▸ **Фрагмент страницы**:
====

Женщина взглянула на него и энергично замотала головой:
— Этот заключенный больше не у нас. Его перевели прошлым вечером в «Матросскую тишину».
— В их больницу? — с тревогой спросила Наталья Николаевна. За несколько дней до этого Сергей неважно выглядел на судебном слушании, мама беспокоилась за его здоровье и надеялась, что речь идет не об экстренной госпитализации.
— Не знаю, — жестко произнесла приемщица.
Держа передачу для сына в руках, Наталья Николаевна поспешно вышла. На метро она добралась до «Матросской тишины». В 10:30 утра она уже встала в очередь. Перед ней было всего три человека. Дойдя до окна приема передач, она обратилась к сотруднице:
— Мне сказали, что мой сын, Сергей Магнитский, переведен сюда.
Не взглянув в журнал или на экран компьютера, сотрудница ответила:
— Да, его доставили сюда вчера вечером в очень тяжелом состоянии.

====

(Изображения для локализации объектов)
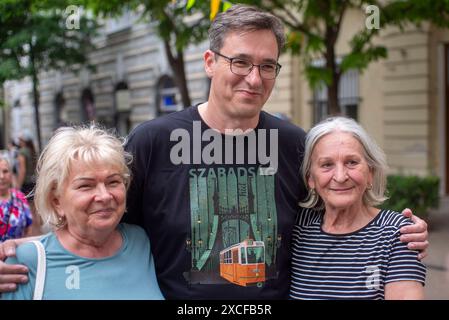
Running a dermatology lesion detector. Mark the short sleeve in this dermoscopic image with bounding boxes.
[385,218,426,285]
[1,242,37,300]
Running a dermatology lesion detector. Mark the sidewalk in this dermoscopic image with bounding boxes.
[424,212,449,300]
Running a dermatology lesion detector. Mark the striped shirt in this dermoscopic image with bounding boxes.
[290,209,426,299]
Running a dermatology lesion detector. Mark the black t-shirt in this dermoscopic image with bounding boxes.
[124,106,305,299]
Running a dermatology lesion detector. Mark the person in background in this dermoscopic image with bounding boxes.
[8,139,19,188]
[0,154,33,242]
[290,117,426,299]
[17,131,37,201]
[2,126,163,300]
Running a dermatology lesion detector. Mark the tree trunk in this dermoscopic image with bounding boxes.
[326,27,341,116]
[30,44,42,152]
[327,73,342,116]
[164,40,192,108]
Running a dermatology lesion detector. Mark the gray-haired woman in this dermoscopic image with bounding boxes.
[290,117,426,299]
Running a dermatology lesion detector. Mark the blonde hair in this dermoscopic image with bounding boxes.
[300,117,387,209]
[34,124,132,227]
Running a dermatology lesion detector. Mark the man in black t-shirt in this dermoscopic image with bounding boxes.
[121,5,425,299]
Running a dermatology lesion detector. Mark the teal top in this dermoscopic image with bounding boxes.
[2,224,164,300]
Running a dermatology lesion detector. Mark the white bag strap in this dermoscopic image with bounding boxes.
[31,241,46,300]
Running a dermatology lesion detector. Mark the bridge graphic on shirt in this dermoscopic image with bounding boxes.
[184,167,281,284]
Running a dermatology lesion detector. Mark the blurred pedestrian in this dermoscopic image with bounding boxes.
[17,131,37,201]
[8,139,19,188]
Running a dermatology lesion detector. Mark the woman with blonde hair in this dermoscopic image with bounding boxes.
[2,126,163,299]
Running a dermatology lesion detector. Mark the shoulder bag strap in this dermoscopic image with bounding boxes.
[31,240,46,300]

====

▸ **Формулировка задания**: Выпишите, пожалуйста, все реплики из фрагмента о Наталье Николаевне, которые произносит не она сама. Пункты не связаны с фрагментом и служат отдельным материалом.

▸ **Результат выполнения**:
Этот заключенный больше не у нас. Его перевели прошлым вечером в «Матросскую тишину».
Не знаю.
Да, его доставили сюда вчера вечером в очень тяжелом состоянии.